TASK
Set down exactly the lines that run from the line with "Where can the soccer player" to the end of the data, and nothing else.

--------

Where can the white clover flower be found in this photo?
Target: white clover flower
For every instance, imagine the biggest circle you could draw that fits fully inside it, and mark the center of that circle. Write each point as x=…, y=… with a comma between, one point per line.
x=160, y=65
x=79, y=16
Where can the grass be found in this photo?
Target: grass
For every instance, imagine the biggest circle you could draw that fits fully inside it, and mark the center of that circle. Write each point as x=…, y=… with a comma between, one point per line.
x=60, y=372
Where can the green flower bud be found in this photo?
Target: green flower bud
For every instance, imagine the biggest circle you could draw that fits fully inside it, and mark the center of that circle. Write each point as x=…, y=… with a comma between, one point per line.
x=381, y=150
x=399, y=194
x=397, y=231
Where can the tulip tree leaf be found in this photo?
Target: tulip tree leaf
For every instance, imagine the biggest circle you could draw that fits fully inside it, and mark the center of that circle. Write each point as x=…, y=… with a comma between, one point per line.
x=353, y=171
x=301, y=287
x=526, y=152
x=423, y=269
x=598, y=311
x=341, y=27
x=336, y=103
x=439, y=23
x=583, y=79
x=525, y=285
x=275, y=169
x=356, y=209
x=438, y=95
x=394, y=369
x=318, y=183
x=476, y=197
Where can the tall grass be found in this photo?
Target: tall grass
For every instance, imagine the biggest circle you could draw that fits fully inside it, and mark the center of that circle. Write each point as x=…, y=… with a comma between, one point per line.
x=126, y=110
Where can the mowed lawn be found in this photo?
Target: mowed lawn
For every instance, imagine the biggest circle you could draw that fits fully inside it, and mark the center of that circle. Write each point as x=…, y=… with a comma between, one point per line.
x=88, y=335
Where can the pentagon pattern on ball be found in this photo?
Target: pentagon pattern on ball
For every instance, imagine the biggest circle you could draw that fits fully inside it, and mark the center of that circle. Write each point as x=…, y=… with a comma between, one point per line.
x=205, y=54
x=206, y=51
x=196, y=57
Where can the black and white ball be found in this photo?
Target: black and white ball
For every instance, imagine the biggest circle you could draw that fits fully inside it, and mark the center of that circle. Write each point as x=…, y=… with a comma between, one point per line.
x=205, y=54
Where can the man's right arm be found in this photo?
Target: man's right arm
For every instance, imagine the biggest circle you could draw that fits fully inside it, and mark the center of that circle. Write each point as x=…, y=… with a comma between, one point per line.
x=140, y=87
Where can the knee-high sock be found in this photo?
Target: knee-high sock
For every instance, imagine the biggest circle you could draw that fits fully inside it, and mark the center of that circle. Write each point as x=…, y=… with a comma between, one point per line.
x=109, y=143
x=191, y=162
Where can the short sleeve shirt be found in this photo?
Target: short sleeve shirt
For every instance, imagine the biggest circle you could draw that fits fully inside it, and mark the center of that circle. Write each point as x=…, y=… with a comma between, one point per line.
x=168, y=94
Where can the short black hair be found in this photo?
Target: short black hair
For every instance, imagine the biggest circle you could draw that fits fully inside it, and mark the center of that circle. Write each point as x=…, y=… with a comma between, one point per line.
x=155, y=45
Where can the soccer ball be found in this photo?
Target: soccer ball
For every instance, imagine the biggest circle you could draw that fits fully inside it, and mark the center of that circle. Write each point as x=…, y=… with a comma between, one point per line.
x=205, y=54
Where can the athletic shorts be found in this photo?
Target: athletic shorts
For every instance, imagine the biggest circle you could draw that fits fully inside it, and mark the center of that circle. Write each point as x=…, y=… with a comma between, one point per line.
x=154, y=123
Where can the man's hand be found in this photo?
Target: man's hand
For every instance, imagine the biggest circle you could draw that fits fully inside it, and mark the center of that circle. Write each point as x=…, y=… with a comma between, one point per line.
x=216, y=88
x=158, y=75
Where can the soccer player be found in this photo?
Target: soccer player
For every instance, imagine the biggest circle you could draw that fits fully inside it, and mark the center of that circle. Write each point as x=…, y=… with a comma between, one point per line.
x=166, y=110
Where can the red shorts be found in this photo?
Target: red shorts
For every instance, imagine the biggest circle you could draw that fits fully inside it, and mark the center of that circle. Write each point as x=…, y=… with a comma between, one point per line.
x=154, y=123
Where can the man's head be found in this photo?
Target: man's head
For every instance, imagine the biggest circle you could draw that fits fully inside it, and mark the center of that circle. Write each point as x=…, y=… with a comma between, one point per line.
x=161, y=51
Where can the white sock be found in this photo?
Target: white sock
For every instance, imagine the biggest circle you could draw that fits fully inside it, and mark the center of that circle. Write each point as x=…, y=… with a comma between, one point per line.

--------

THE RESPONSE
Where can the soccer player be found in this photo?
Target: soccer player
For every instance, imagine the biggest circle you could draw that fits fully inside it, and mark the center of that circle. Write each point as x=…, y=… with a comma between, one point per line.
x=166, y=110
Where can the red shorts be found in this photo?
Target: red shorts
For every instance, imagine the biggest circle you could draw that fits fully inside it, and mark the center of that circle. Write each point as x=…, y=… with a comma between, one point per line.
x=154, y=123
Where can the man's head be found in this photo?
Target: man's head
For every instance, imagine the biggest circle you could draw that fits fully inside it, and mark the center of that circle. Write each point as x=…, y=… with a comma between, one point per line.
x=161, y=51
Where can the white sock be found in this photo?
Target: white sock
For every instance, imagine the biggest circle you could draw that fits fully inside it, and mark the center of that circle. Write each point as x=…, y=… with a comma between, one point per line.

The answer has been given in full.